Take the line that contains "Can you see the glass plate?" and each line after it in the material below, and transcribe them exactly, stopping at the end.

Provided material>
══════════

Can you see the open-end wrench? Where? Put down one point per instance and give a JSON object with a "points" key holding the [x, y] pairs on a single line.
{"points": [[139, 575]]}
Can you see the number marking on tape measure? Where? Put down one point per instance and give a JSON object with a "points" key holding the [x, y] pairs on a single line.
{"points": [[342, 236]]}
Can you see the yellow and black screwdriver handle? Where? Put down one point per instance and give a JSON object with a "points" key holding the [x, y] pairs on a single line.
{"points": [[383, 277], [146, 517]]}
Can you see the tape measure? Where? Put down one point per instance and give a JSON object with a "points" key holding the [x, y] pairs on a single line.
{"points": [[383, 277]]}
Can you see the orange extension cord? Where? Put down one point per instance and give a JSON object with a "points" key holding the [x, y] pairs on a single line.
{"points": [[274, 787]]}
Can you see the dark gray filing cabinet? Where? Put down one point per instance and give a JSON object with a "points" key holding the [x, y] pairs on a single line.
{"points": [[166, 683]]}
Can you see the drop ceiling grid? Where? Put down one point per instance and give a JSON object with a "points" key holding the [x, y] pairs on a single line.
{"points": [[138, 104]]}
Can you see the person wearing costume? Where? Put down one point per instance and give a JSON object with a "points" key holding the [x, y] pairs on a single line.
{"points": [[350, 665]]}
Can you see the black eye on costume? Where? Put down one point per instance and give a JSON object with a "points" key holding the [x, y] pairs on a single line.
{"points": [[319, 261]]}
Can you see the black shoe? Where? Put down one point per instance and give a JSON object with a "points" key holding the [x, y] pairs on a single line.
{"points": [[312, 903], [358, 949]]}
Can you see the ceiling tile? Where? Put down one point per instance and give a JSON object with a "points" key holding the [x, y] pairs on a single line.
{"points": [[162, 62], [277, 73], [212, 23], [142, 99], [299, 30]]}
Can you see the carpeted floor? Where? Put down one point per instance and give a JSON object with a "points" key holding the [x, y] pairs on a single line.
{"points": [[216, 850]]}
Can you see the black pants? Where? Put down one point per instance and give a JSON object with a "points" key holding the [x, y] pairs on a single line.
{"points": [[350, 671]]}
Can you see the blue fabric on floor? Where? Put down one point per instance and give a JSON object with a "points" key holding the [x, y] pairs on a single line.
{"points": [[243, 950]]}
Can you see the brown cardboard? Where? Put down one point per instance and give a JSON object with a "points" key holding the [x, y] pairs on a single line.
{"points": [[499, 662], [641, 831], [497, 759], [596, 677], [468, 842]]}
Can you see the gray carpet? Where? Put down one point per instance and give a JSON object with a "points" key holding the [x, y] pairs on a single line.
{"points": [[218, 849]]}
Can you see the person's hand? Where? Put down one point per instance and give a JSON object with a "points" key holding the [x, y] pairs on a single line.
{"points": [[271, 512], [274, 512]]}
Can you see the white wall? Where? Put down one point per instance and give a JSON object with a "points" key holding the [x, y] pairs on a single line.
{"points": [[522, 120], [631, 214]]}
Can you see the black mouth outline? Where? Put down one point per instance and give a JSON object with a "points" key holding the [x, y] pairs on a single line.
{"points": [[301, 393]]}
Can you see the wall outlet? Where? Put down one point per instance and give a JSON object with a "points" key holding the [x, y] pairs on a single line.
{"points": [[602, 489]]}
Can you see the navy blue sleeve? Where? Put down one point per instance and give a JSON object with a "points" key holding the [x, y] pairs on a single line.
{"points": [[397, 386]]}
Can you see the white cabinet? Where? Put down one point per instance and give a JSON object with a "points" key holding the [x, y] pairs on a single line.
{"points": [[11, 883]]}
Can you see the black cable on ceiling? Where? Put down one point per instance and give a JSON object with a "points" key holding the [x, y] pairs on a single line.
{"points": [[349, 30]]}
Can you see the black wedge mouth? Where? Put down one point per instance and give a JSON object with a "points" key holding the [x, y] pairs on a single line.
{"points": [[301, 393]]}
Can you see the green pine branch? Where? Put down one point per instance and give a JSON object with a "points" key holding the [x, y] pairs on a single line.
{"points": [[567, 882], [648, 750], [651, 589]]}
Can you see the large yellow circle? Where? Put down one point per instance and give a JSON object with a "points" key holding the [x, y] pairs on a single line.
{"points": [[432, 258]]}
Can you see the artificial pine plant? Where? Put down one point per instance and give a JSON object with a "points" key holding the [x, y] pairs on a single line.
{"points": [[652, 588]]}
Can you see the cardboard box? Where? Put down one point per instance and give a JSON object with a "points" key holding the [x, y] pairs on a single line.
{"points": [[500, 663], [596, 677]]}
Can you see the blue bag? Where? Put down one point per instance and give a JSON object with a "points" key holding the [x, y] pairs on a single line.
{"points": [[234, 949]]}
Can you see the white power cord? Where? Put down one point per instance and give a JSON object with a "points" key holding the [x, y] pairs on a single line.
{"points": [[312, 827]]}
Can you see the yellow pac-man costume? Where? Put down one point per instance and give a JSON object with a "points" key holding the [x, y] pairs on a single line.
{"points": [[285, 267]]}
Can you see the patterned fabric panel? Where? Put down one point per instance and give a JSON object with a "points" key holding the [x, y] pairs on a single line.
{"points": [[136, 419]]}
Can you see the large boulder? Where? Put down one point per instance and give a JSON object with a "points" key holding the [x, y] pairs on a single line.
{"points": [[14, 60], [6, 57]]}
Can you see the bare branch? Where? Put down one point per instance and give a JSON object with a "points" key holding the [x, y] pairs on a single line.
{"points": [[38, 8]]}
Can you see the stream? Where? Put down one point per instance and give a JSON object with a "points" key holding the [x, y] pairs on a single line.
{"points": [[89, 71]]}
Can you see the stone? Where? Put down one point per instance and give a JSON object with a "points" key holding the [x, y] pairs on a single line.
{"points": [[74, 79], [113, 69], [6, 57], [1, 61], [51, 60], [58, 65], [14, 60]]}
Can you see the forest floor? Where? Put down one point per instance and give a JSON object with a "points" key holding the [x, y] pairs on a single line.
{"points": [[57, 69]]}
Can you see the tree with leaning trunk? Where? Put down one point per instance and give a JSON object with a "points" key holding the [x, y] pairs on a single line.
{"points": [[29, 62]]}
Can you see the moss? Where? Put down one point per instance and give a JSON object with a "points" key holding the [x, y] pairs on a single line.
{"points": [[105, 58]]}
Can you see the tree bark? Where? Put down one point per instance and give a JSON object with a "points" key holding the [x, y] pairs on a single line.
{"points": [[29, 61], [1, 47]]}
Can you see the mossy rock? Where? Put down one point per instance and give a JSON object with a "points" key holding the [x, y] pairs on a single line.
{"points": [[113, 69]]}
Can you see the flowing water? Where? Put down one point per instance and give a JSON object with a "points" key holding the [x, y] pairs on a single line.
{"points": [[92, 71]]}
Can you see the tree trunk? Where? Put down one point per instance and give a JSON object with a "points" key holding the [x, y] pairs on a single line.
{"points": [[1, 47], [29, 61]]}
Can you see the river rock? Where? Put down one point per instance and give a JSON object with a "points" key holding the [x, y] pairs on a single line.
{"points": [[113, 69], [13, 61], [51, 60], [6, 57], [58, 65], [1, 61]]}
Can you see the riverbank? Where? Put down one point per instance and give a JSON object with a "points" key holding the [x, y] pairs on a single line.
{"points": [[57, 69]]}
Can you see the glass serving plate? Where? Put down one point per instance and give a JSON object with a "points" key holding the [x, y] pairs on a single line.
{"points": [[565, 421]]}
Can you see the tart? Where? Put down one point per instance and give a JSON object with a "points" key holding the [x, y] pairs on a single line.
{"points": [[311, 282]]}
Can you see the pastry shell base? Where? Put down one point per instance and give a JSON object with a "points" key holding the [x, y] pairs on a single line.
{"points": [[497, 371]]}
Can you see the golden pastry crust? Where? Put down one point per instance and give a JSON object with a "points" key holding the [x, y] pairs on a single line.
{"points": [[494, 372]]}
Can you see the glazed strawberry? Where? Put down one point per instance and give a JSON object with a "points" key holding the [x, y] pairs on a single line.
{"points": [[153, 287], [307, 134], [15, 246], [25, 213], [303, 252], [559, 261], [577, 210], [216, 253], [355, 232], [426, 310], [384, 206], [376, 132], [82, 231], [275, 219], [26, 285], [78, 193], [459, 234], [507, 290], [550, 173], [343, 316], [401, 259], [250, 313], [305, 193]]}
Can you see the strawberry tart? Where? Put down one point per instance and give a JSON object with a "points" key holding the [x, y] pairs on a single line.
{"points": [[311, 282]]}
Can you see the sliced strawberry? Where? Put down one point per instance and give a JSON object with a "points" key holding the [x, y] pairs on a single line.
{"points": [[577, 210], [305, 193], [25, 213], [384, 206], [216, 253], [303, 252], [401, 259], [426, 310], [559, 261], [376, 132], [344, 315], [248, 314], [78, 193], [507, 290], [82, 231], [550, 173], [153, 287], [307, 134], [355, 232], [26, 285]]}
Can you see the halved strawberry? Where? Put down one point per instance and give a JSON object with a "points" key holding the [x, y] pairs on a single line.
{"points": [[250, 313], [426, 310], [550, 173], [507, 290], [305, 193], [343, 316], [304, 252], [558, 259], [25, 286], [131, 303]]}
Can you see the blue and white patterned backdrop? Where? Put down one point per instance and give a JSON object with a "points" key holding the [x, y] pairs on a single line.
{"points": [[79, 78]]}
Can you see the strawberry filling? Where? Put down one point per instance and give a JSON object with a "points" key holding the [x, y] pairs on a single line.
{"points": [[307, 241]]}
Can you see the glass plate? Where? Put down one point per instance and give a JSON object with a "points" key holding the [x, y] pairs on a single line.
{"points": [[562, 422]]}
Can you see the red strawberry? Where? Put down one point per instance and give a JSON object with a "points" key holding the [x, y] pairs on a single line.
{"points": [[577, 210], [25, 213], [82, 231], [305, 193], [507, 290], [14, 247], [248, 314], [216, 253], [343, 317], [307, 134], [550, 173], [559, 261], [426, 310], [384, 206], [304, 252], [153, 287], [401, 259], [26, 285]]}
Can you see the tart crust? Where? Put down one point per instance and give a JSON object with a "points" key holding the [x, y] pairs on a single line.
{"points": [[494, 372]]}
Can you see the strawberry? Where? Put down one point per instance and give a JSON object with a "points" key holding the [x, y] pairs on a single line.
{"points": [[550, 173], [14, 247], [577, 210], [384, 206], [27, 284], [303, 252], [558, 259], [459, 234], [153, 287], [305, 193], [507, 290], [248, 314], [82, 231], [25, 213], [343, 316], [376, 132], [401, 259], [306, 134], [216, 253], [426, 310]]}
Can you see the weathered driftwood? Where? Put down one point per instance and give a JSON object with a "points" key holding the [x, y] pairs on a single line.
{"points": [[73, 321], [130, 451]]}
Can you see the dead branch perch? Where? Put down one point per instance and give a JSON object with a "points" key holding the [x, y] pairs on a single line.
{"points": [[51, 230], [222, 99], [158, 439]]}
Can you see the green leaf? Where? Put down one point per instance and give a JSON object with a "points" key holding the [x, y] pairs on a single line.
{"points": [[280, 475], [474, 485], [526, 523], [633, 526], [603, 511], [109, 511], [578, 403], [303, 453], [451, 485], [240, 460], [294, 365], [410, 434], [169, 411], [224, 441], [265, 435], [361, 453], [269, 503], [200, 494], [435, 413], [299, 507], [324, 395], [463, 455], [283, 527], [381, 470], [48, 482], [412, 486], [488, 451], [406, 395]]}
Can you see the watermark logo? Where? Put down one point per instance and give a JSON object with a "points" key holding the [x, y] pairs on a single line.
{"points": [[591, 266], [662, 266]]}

══════════

Result below>
Can you see the glass plate? Where? Put down one point per instance and give a JSON object with a "points" key holding the [x, y] pairs on a single line.
{"points": [[562, 422]]}
Can you see the red strawberry? Where? Put down one point per instance and give a JSON object with a "points" key holding the [x, y] pairs on a single line.
{"points": [[577, 210], [25, 213], [82, 231], [305, 193], [507, 290], [14, 247], [248, 314], [216, 253], [343, 317], [307, 134], [550, 173], [559, 261], [426, 310], [384, 206], [304, 252], [153, 287], [401, 259], [26, 285]]}
Can you see the tart crust? Where? Put down one point per instance and give a JSON object with a "points" key holding the [x, y] pairs on a single line.
{"points": [[494, 372]]}
Can you see the strawberry? Where? Put down one point per instance and give a JSON object with a "points" key holding the [x, y] pairs on a single line.
{"points": [[550, 173], [14, 247], [577, 210], [384, 206], [27, 284], [303, 252], [558, 259], [459, 234], [153, 287], [305, 193], [507, 290], [248, 314], [82, 231], [25, 213], [343, 316], [376, 132], [401, 259], [306, 134], [216, 253], [426, 310]]}
Can you see the weathered driftwood? Where? Put down one point per instance and give a JSON object with a "points" key holding the [x, y] pairs on a single line.
{"points": [[73, 321], [130, 451]]}
Can you see the dead branch perch? Where? Put down one point per instance and give a JSON object with a "points" key holding the [x, y] pairs on a single line.
{"points": [[51, 230], [222, 99], [158, 439]]}
Can you see the green leaf? Where? Put down one point per instance and give a JSON object with a "points" key holding the [x, y] pairs on a single line.
{"points": [[280, 475], [474, 485], [526, 523], [633, 526], [603, 511], [109, 511], [578, 403], [303, 453], [451, 485], [240, 460], [294, 365], [410, 434], [169, 411], [224, 441], [265, 435], [361, 453], [269, 503], [200, 494], [435, 413], [299, 507], [324, 395], [463, 455], [283, 527], [381, 470], [48, 482], [412, 486], [488, 451], [406, 395]]}
Can you see the watermark logo? Where? Put down one point per instance and give a JSON object with a "points" key holding the [x, y] pairs on a single line.
{"points": [[591, 266], [662, 266]]}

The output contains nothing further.